Segundo o trecho fornecido, por que os cubos tradicionais de fixa espanam?

• _TRECHO FORNECIDO_:
+++
Introdução
Apesar do
tópico do artigo do Rui Fabiano ser político, ele toca em um problema que é bem
mais amplo. Temas esses abordados no blog no contexto das bicicletas fixas. Um
como o titulo do artigo e o outro a desonestidade intelectual, assim como o
amplo uso do “método cientifico” mais
popular da internet: a “achologia” –
informação não verificada. Um exemplo proveniente
das bikes fixas é a mentira propagada nas redes sociais: “cubos tradicionais de
fixa não espanam” !!! A verdade é que
eles espanam sim, por que não foram feitos para darem “skids” (frear com
contra-pedal). É impressionantes como os
mitos (mentiras, mistificações) perduram, seja sobre bikes fixas ou sobre a
história recente do Brasil. Este blog
sempre busca trazer os fatos (informação
verificada) de modo a eliminar a ignorância
e a desonestidade intelectual que
caracteriza muito do debate na internet, seja ele de cunho técnico ou político.
O excelente artigo do Rui Fabiano joga luz sobre o problema real: ignorância e
desonestidade intelectual sobre um assunto mais importante que bikes fixas, mas
que afeta todos os brasileiros.
Boa
Leitura.
MarchaFixa
A ignorância ativa
“Uma mentira repetida mil vezes torna-se verdade.”
18/10/2014 - 08h02 – by Rui Fabiano
A
predominância do eleitor jovem, que hoje se inicia aos 16 anos – e se dispõe a
uma militância veemente -, favorece a criação de um ambiente eleitoral de
mistificação e descompromisso com os fatos históricos, na base do “se assim não
foi, pior para os fatos”.
O
jovem, vítima de um ensino cada vez mais precário e ideológico, sensível à
atmosfera de protesto, embarca facilmente em slogans do tipo “o Brasil quebrou
três vezes no governo FHC” ou “o PSDB governou para os ricos”. Nenhuma dessas
afirmações encontra respaldo nos registros da história recente.
Mas
quantos jovens se empenham em ir aos jornais da época avaliar o contexto do que
lhes é dito hoje e examinar a conjuntura que precedeu os acontecimentos que
lhes são expostos como verdades inapeláveis?
Predomina
então a máxima de Goebbels, o ministro da propaganda de Hitler: “Uma mentira
repetida mil vezes torna-se verdade”. É pena, mas é verdade.
Um
eleitor de 16 anos tinha apenas quatro anos ao tempo em que FHC passou a faixa
presidencial a Lula. Um de 25 anos tinha 13. Nenhum testemunhou o país da
hiperinflação e muito menos o da transição do governo militar para a
democracia.
Não
avalia, portanto, o impacto da recusa do PT em apoiar Tancredo Neves, tendo,
inclusive, expulsado três parlamentares seus que optaram em elegê-lo no colégio
eleitoral. Desconhece também a surpresa que causou a resistência do partido em
assinar a Constituição de 1988 e todo o empenho posterior em barrar iniciativas
tendentes a firmar a democracia.
+++
Itens de uma fonte de dados
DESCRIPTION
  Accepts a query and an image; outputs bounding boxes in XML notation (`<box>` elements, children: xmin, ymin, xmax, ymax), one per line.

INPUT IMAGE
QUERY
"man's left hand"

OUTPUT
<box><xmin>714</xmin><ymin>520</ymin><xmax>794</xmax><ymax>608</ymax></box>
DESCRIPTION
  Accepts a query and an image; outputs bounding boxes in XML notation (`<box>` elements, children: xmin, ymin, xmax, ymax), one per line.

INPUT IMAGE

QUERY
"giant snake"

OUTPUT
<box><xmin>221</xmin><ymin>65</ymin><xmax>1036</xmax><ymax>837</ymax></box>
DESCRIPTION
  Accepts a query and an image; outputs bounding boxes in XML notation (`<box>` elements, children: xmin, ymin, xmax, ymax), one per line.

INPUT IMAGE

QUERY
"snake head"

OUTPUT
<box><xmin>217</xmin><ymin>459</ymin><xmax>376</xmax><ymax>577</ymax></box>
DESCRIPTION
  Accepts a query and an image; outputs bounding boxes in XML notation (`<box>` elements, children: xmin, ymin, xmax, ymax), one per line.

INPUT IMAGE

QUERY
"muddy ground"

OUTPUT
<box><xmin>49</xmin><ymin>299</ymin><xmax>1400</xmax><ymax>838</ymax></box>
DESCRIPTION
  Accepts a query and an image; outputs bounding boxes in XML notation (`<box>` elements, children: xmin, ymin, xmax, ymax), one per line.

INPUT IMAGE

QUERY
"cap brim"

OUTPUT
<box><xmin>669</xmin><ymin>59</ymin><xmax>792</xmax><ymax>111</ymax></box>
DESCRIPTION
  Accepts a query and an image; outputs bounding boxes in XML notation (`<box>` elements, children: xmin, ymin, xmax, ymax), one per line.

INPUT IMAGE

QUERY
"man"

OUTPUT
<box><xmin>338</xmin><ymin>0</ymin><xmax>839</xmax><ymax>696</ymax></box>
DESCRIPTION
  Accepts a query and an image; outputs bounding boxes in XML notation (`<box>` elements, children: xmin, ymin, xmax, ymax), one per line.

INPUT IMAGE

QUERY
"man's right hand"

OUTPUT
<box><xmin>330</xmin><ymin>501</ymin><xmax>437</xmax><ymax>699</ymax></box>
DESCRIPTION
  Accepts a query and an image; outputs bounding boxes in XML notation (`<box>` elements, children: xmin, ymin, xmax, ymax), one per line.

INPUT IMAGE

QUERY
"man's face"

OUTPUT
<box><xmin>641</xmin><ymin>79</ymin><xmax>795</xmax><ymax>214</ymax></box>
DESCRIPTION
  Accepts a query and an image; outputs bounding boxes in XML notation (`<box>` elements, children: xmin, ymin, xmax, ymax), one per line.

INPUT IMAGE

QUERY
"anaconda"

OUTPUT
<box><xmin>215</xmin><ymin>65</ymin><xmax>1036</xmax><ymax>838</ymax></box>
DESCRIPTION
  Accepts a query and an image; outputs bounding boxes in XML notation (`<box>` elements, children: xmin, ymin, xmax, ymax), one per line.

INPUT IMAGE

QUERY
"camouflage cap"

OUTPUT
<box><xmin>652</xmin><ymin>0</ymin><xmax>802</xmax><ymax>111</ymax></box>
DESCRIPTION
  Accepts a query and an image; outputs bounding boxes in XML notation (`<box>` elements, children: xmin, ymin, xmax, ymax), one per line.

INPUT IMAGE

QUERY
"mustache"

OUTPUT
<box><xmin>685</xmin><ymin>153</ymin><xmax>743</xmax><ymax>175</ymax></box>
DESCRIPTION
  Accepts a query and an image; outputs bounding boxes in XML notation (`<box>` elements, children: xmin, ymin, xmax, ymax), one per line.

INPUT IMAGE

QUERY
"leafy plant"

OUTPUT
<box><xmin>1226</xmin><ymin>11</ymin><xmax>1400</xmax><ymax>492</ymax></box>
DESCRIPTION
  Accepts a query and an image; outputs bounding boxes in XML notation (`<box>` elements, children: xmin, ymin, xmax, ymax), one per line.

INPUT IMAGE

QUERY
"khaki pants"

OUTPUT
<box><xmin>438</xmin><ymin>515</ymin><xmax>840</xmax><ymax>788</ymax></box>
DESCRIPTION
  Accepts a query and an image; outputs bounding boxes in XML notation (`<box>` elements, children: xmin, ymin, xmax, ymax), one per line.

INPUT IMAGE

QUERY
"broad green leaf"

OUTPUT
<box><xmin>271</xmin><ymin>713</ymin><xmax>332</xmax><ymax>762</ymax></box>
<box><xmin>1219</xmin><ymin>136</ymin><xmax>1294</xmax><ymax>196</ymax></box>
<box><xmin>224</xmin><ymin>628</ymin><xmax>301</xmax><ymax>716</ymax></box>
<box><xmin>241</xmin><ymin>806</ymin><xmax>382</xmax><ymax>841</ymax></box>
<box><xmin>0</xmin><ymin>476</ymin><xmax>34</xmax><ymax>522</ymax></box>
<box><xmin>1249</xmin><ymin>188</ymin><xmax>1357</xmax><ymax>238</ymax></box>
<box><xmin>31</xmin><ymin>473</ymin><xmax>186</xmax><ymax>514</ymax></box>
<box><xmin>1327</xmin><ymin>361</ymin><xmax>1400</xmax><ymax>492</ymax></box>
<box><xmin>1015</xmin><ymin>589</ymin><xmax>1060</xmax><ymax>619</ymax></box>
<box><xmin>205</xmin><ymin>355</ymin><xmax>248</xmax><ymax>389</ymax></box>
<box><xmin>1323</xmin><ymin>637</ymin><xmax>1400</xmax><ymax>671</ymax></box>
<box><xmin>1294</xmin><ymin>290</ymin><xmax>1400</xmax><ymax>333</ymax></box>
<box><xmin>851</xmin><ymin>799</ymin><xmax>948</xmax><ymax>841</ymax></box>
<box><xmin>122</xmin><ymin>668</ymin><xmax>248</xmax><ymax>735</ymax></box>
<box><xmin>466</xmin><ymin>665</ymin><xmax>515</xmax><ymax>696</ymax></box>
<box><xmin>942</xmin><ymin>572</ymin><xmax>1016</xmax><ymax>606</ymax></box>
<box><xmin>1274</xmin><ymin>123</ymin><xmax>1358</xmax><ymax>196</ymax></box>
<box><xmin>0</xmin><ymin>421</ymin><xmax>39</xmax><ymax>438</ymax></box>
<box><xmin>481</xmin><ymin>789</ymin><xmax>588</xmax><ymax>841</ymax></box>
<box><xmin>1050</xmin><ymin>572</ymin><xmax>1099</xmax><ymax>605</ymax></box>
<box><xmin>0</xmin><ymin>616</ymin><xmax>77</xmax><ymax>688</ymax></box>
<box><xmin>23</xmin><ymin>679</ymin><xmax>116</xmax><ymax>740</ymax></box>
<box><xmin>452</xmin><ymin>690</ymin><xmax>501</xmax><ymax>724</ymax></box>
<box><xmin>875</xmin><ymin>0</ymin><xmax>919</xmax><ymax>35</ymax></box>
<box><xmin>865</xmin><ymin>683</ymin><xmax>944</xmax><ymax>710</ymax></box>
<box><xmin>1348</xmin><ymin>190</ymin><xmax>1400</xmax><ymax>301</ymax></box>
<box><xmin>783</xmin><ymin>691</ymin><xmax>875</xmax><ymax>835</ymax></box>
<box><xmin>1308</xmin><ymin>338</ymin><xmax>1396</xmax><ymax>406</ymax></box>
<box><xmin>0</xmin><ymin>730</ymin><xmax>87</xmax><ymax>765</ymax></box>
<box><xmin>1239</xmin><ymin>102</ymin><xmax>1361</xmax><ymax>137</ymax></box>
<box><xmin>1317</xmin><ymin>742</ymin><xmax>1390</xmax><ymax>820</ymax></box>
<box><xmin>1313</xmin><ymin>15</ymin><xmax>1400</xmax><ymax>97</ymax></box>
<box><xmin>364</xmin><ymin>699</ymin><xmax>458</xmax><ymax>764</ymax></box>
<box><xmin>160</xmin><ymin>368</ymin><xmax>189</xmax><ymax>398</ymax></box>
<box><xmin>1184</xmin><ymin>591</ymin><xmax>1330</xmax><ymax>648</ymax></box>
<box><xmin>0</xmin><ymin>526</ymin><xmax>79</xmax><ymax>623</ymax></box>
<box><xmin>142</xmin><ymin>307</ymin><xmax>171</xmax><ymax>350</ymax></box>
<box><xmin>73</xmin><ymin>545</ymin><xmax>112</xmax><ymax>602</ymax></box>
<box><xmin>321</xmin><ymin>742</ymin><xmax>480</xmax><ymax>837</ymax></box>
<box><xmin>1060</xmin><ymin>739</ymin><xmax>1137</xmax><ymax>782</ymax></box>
+++
• _A RESPOSTA_: Porque não foram feitos para darem "skids", ou seja, para frear com contra-pedal.